DIRECTIVE: Transcribe word for word the section of the Crystal Backcountry ski trip account that opens with the words containing "The Return of" and closes with "about downhill peformance.".

SOURCE PASSAGE:

↓

The Return of Winter
The snow gods have blessed us this fall. In just two weeks, we went from no real snow in the mountains to full on winter conditions. With rare November sun in the forecast, Sam and I headed out to the Crystal Backcountry with Daniel and Madelynn, two of Sam’s friends.
We had no real plans, but settled on exploring Cement Basin and Lake Basin. I was a complete virgin to the Crystal Backcountry, so I was just stoked to explore and test out new skis and boots in the backcountry for the first time. Peter made me some incredibly light mid-fat touring skis. I knew they would kick ass on the uphill, but I was curious about downhill peformance.
There was not a cloud in the sky as we climbed out of Bullion Baisn towards Platinum Peak. Oh, winter how I missed you!
In 2017, a large fire burned much of the Crystal Backcountry. The burn areas provide great skiing. In bright sun and a fresh winter coat, the burned glades were mesmerizing.
We reached the summit of Platinum and gazed out at the incredible terrain of the Crystal Backcountry. As far as the eye could see were moderate glades, steeper bowls, and snowy meadows. I immediately understood why the Crystal Backcountry was so popular: everything is a good ski line.

↑

Image annotation data
↓

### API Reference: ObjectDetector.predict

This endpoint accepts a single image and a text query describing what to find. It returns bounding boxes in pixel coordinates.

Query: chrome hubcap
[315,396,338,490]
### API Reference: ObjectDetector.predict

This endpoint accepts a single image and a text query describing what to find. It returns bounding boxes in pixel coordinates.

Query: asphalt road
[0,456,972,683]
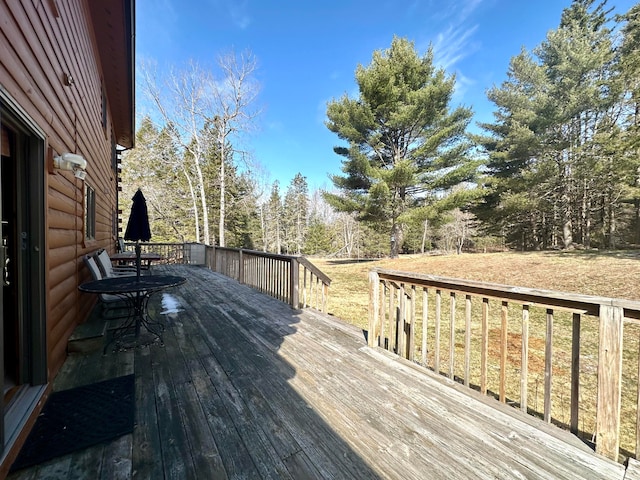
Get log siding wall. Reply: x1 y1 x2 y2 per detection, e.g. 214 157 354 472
0 0 122 376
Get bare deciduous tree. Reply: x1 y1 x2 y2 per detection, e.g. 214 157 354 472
142 52 259 246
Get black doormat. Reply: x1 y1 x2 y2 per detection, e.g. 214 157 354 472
11 375 135 471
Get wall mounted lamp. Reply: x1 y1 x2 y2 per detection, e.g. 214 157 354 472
53 153 87 180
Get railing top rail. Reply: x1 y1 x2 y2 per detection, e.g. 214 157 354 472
214 246 297 260
373 268 640 319
215 247 331 285
297 257 331 285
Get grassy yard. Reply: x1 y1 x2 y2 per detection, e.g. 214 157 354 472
310 251 640 328
311 251 640 454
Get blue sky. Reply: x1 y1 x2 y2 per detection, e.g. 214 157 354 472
136 0 636 191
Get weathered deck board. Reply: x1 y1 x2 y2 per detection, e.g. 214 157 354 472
10 266 625 480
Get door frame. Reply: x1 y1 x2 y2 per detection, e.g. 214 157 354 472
0 86 48 460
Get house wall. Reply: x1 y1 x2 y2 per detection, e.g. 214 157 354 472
0 0 117 378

↑

TASK RESULT:
The Return of Winter
The snow gods have blessed us this fall. In just two weeks, we went from no real snow in the mountains to full on winter conditions. With rare November sun in the forecast, Sam and I headed out to the Crystal Backcountry with Daniel and Madelynn, two of Sam’s friends.
We had no real plans, but settled on exploring Cement Basin and Lake Basin. I was a complete virgin to the Crystal Backcountry, so I was just stoked to explore and test out new skis and boots in the backcountry for the first time. Peter made me some incredibly light mid-fat touring skis. I knew they would kick ass on the uphill, but I was curious about downhill peformance.